**To be done:**
(a) Reproduce word for word the part of the Tibetan lamas piece that begins with "I hate to admit" and stops after "of a possibility.".
(b) Carry on the Tibetan lamas piece from its final sentence.

**Extract:**
= = = = = = =

Tibetan Lamas

Geshe is a Buddhist academic degree for scholars, requiring about twenty years of study. The geshe degree is a scholarly degree and should not be confused with the spiritual function of a “lama”; a lama is a person with spiritual insights which allow him or her to spiritually guide disciples. A geshe, on the other hand, is a keeper of the Buddhist knowledge. [Wikipedia]

I hate to admit how this got started, but when I was a freshman in college at Purdue in 1962, I read a book by a “Tibetan Lama” named Lobsang Rampa. He turned out to be a plumber from Scotland writing channeled misinformation about Tibet and Tibetan Buddhism. Still, I was enthralled with Tibet and read what other books I could find. There wasn’t much information about Tibet available in the early 60’s, though I enjoyed reading a number of books about India, including my favorites, The Mountain is Young by Han Suyin and The Far Pavilions. Deep in my heart, I formed a wish to meet a real Tibetan lama. Living in the American Midwest, I did not think that much of a possibility.

= = = = = = =

**Material:**
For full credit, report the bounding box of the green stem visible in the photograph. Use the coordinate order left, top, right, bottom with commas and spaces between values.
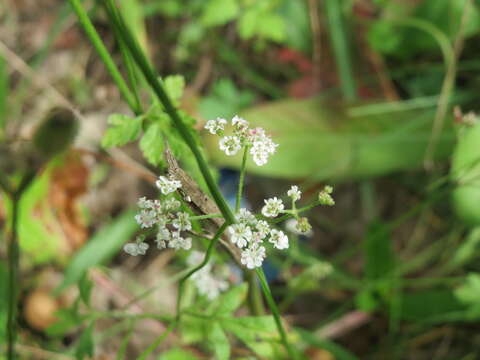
189, 214, 223, 220
102, 0, 235, 224
177, 222, 229, 320
68, 0, 141, 115
138, 321, 177, 360
256, 268, 298, 359
235, 146, 249, 213
7, 193, 20, 360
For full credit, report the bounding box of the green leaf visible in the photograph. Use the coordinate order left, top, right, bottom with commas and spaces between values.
365, 222, 395, 280
201, 0, 239, 26
221, 316, 281, 359
139, 122, 165, 166
102, 114, 142, 148
78, 273, 93, 306
400, 289, 466, 321
455, 273, 480, 315
55, 211, 138, 293
204, 98, 455, 181
208, 283, 248, 316
75, 322, 94, 360
158, 348, 198, 360
207, 321, 230, 360
163, 75, 185, 106
296, 329, 358, 360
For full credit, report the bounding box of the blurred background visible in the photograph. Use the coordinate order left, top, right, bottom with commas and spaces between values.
0, 0, 480, 360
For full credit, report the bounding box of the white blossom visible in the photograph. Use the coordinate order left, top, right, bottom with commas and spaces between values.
228, 223, 252, 249
155, 176, 182, 195
135, 209, 157, 229
168, 232, 192, 250
123, 242, 149, 256
172, 212, 192, 231
269, 229, 288, 250
163, 198, 182, 212
240, 245, 265, 269
287, 185, 302, 201
205, 118, 227, 134
255, 220, 270, 239
262, 197, 284, 217
237, 208, 257, 224
219, 136, 241, 156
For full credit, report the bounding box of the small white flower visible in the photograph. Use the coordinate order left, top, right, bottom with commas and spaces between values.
219, 136, 241, 156
123, 242, 148, 256
255, 220, 270, 239
237, 208, 257, 224
155, 176, 182, 195
285, 219, 313, 237
135, 210, 157, 229
287, 185, 302, 201
163, 198, 182, 212
168, 232, 192, 250
262, 197, 284, 217
205, 118, 227, 134
155, 227, 171, 250
228, 223, 252, 249
240, 246, 265, 269
172, 212, 192, 231
232, 115, 248, 132
269, 229, 288, 250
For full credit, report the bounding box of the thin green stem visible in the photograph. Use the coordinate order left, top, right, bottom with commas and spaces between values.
256, 268, 298, 359
7, 193, 20, 360
68, 0, 141, 114
138, 321, 177, 360
177, 222, 229, 320
235, 146, 249, 213
190, 214, 223, 220
101, 0, 235, 224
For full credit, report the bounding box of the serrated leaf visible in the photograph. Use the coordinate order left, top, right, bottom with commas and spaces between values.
139, 122, 165, 166
75, 322, 94, 360
201, 0, 240, 26
55, 211, 138, 293
208, 283, 248, 316
163, 75, 185, 106
207, 321, 230, 360
102, 114, 142, 148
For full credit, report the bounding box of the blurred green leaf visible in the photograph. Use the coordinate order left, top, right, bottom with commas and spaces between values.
201, 0, 240, 26
102, 114, 142, 148
55, 211, 138, 293
164, 75, 185, 106
400, 289, 465, 321
158, 348, 198, 360
207, 321, 230, 360
75, 322, 95, 360
139, 122, 165, 166
296, 328, 358, 360
205, 98, 455, 181
208, 283, 248, 316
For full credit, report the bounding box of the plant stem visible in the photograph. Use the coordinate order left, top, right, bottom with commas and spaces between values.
256, 268, 297, 359
177, 222, 228, 320
68, 0, 141, 115
7, 193, 20, 360
190, 214, 223, 220
235, 146, 248, 213
101, 0, 235, 224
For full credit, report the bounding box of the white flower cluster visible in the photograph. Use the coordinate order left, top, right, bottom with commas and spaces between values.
205, 115, 278, 166
123, 176, 192, 256
187, 250, 229, 300
228, 209, 288, 269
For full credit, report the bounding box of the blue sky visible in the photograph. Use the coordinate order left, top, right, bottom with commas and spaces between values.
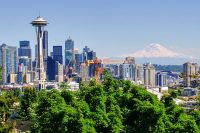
0, 0, 200, 57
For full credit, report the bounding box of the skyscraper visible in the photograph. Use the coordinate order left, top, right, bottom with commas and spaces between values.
53, 46, 63, 64
133, 64, 144, 84
65, 38, 75, 68
183, 62, 199, 86
18, 41, 32, 71
46, 56, 56, 81
0, 44, 17, 83
75, 49, 81, 74
42, 30, 48, 60
156, 72, 167, 87
143, 63, 156, 87
119, 62, 134, 81
31, 16, 48, 90
42, 30, 48, 70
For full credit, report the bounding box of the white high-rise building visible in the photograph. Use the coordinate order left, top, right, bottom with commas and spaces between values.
183, 62, 199, 86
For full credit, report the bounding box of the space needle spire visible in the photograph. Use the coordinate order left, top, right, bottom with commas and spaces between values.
31, 16, 48, 90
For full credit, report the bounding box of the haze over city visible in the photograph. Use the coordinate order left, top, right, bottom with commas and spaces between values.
0, 0, 200, 58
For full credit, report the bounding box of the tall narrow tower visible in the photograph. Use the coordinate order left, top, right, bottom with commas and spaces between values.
31, 16, 48, 90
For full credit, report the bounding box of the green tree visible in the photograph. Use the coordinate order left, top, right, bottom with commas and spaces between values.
20, 87, 37, 119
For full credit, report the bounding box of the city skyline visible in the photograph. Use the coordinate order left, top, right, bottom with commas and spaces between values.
0, 0, 200, 57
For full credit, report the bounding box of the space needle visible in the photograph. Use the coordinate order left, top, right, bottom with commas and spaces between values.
31, 16, 48, 90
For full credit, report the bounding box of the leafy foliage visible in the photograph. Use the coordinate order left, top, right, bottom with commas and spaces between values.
0, 72, 200, 133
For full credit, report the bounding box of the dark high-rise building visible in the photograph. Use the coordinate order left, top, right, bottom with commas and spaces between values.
42, 31, 48, 70
53, 46, 63, 64
65, 38, 75, 68
42, 31, 48, 59
87, 51, 96, 60
75, 53, 81, 73
18, 41, 32, 71
0, 44, 17, 83
46, 56, 56, 81
82, 46, 96, 61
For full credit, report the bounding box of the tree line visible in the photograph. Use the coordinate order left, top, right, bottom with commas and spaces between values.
0, 72, 200, 133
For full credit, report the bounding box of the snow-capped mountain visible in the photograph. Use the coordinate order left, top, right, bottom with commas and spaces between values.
122, 43, 184, 58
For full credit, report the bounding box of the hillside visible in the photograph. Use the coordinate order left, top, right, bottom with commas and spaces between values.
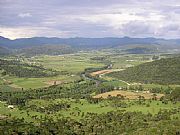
0, 46, 11, 56
123, 46, 158, 54
18, 45, 76, 56
108, 57, 180, 84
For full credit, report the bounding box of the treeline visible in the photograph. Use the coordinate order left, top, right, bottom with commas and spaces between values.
108, 57, 180, 85
0, 109, 180, 135
0, 59, 59, 78
0, 81, 114, 106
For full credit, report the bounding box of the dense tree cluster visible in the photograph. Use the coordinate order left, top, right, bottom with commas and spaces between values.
0, 81, 114, 105
0, 109, 180, 135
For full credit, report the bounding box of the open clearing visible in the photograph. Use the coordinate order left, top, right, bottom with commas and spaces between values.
93, 90, 164, 99
90, 69, 123, 76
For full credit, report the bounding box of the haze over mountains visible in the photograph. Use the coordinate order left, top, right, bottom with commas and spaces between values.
0, 37, 180, 49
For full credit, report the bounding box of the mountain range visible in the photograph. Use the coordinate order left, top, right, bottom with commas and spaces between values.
0, 36, 180, 49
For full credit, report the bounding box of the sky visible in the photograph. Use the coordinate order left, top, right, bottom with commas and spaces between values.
0, 0, 180, 39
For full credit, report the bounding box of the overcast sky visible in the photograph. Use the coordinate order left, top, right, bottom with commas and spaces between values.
0, 0, 180, 39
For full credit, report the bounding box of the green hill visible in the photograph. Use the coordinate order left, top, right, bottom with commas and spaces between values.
18, 45, 76, 56
108, 57, 180, 84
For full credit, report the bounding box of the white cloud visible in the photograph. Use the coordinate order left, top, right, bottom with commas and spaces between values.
18, 13, 32, 18
0, 27, 69, 39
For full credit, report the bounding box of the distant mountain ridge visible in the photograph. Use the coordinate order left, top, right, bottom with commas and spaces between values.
0, 36, 180, 49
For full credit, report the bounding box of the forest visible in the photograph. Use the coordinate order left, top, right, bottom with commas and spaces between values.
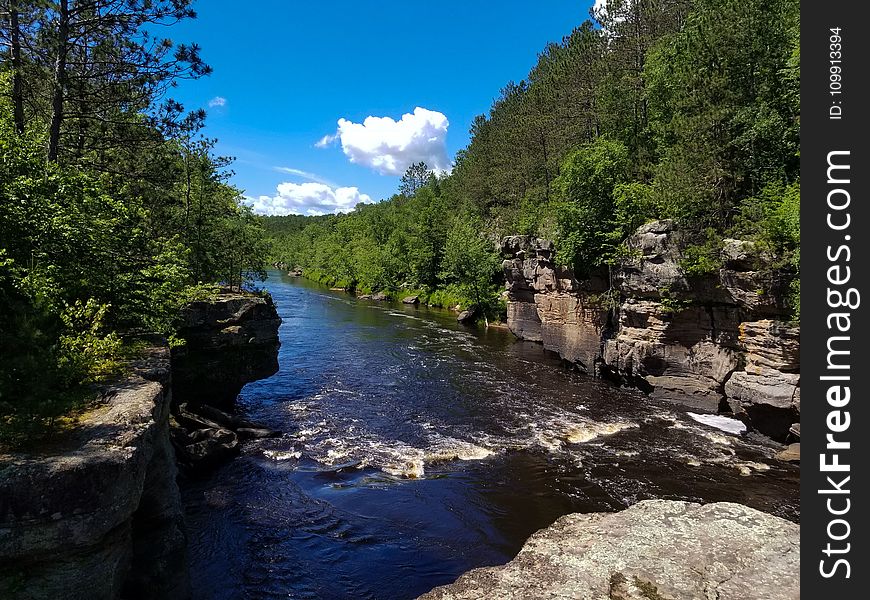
0, 0, 268, 442
270, 0, 800, 318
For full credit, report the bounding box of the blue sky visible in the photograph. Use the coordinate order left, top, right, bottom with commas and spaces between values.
167, 0, 592, 214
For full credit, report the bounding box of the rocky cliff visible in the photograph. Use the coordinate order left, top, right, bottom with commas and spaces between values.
502, 221, 800, 440
421, 500, 800, 600
172, 291, 281, 408
0, 293, 281, 600
0, 345, 190, 600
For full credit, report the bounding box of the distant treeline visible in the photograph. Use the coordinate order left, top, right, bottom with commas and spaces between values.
0, 0, 267, 444
264, 0, 800, 314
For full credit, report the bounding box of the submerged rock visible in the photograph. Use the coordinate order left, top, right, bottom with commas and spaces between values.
0, 345, 190, 600
172, 427, 240, 470
456, 310, 476, 323
776, 442, 801, 462
501, 220, 800, 441
421, 500, 800, 600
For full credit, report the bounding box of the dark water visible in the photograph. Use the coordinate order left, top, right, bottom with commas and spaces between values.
183, 273, 799, 599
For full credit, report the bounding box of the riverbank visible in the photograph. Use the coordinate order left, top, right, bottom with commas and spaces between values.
420, 500, 800, 600
501, 221, 800, 442
182, 272, 800, 600
0, 292, 280, 600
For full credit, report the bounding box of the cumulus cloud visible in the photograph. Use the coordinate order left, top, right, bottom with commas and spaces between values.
315, 106, 450, 175
273, 167, 339, 188
245, 182, 372, 216
314, 133, 338, 148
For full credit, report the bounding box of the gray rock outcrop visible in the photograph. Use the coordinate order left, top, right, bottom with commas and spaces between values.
0, 345, 190, 600
421, 500, 800, 600
172, 292, 281, 408
501, 221, 800, 441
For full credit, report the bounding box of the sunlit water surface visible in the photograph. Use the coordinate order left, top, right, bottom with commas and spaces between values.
182, 272, 799, 600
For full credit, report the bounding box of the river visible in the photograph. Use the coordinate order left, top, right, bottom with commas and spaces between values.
182, 272, 799, 600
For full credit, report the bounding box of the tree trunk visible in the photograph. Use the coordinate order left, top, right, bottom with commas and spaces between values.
48, 0, 69, 162
9, 0, 24, 135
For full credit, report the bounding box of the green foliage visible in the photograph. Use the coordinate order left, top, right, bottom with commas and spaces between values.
441, 214, 499, 313
264, 0, 800, 324
553, 137, 629, 273
0, 21, 268, 444
58, 298, 122, 384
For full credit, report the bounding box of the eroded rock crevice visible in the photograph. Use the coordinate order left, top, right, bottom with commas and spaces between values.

= = = = = = =

**Final answers:**
(a)
I hate to admit how this got started, but when I was a freshman in college at Purdue in 1962, I read a book by a “Tibetan Lama” named Lobsang Rampa. He turned out to be a plumber from Scotland writing channeled misinformation about Tibet and Tibetan Buddhism. Still, I was enthralled with Tibet and read what other books I could find. There wasn’t much information about Tibet available in the early 60’s, though I enjoyed reading a number of books about India, including my favorites, The Mountain is Young by Han Suyin and The Far Pavilions. Deep in my heart, I formed a wish to meet a real Tibetan lama. Living in the American Midwest, I did not think that much of a possibility.

(b)
It is interesting to experience how wishes are granted as one journeys through life. In 1982 and 1983, I went on retreats at Bethany Springs, a retreat house close by Our Lady of Gethsemane monastery near Bardstown, Kentucky. One of the monks who had lived at Gethsemane was Thomas Merton, the famous writer and peace activist, who in 1968 journeyed to Darmsala, India, to visit the young Dalai Lama, who had escaped in 1959 from the Communist Chinese takeover of Tibet. In his Asian Journal, Merton wrote about his arduous trek to northern India and his profound meetings with HH, the Dalai Lama. The two, speaking through translators, found a common bond, and one meeting turned into several. Merton died of an accidental electrocution a couple of weeks later in Bangkok, Thailand, but he had set in motion a dialogue between Buddhist and Christian monks that continues to this day.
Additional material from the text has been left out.